§ **Goal A**
Count the lines in the listing below that contain the string "marine", treating uppercase and lowercase as different, and give only the number.

§ **Excerpt to read**
BEGIN
Mostly I pretend they died, for the loss still hurts years later but like death, no amount of effort will bring them back. It makes me afraid of the future, of getting close to others, of the pain that will one day come for me because I choose to love.
Still, I picked myself off the floor and started to do what I know best research. If no one could tell me why this was happening, I would find the answer. Or at least a start. I could accept this as a lifelong pattern as long as I was sure I’d tried my best. My oldest fear rearing its head, the fear of the unknown, pushing me to get clarity. To gain understanding, because it’s a lot easier to be brave when you know what is coming. It’s easier to endure if you know what it will be like and for how long. What was it that I was doing that was causing this reaction? How could I be accountable?
This time, I wasn’t going to succumb to the agony of loss, dissociate it away, or cut those out for hurting me. I had chosen to trust them, and I trusted myself, which is why the unexpected collapse was so startling and painful. I would gamble on my love and trust in the goodness of these people, and face down what ever was happening. I would allow myself to be emotionally decked in the face to learn why I was being hit to begin with. Intention mattered here a lot. Someone trying to hurt me, I have zero patience for but unintentionally? I needed to understand.
What am I missing?!
END
(Recorded data)
BEGIN
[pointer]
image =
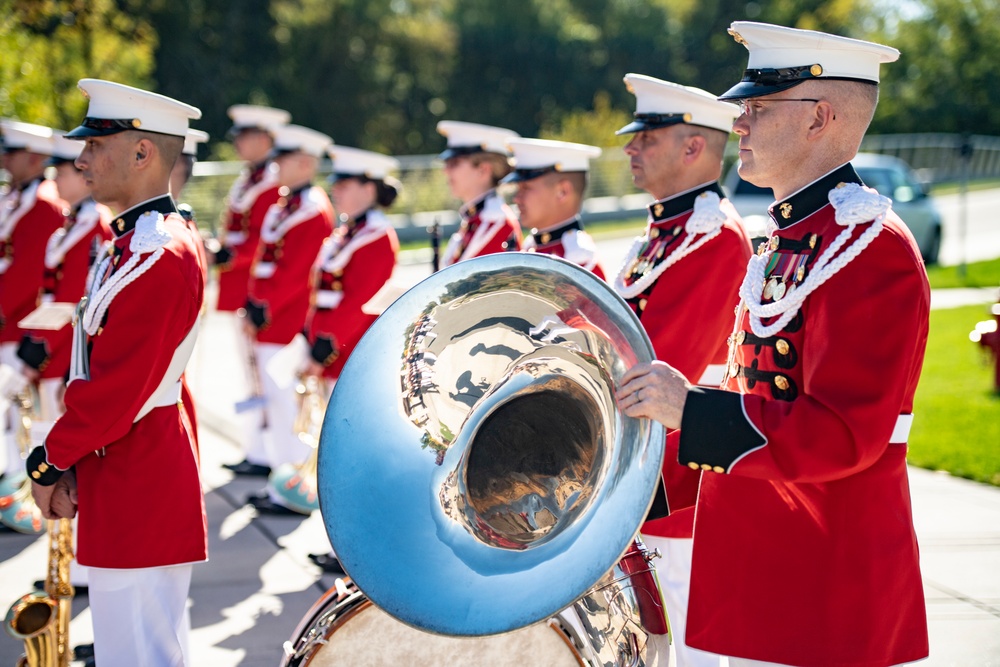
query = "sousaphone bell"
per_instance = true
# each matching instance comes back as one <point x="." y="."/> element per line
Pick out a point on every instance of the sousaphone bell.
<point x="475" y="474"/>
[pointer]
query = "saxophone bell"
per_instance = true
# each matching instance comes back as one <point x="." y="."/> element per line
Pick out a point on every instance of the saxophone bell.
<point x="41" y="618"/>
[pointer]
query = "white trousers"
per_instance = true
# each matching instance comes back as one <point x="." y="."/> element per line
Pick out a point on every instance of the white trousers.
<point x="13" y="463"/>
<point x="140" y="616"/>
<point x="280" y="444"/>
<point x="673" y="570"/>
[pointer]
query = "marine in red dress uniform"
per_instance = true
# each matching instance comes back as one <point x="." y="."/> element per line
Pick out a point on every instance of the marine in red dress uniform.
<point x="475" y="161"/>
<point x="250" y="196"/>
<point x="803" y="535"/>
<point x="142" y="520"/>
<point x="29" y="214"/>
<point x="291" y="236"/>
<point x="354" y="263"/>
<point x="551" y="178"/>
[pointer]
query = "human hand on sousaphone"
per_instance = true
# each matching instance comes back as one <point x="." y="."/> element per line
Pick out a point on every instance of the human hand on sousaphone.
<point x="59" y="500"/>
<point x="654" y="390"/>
END
BEGIN
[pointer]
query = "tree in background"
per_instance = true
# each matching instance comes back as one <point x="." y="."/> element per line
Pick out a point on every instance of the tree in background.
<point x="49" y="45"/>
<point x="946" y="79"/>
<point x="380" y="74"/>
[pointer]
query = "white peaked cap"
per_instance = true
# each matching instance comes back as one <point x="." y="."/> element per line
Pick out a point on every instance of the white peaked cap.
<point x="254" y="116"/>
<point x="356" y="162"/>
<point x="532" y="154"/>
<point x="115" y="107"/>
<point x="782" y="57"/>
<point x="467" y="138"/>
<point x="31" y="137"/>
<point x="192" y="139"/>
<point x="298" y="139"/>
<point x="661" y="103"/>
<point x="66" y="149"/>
END
§ **Goal B**
According to the excerpt on loss above, what three things does the loss make the narrator afraid of?

§ **Exercise result A**
2

§ **Exercise result B**
The future, getting close to others, and the pain that will one day come because of choosing to love.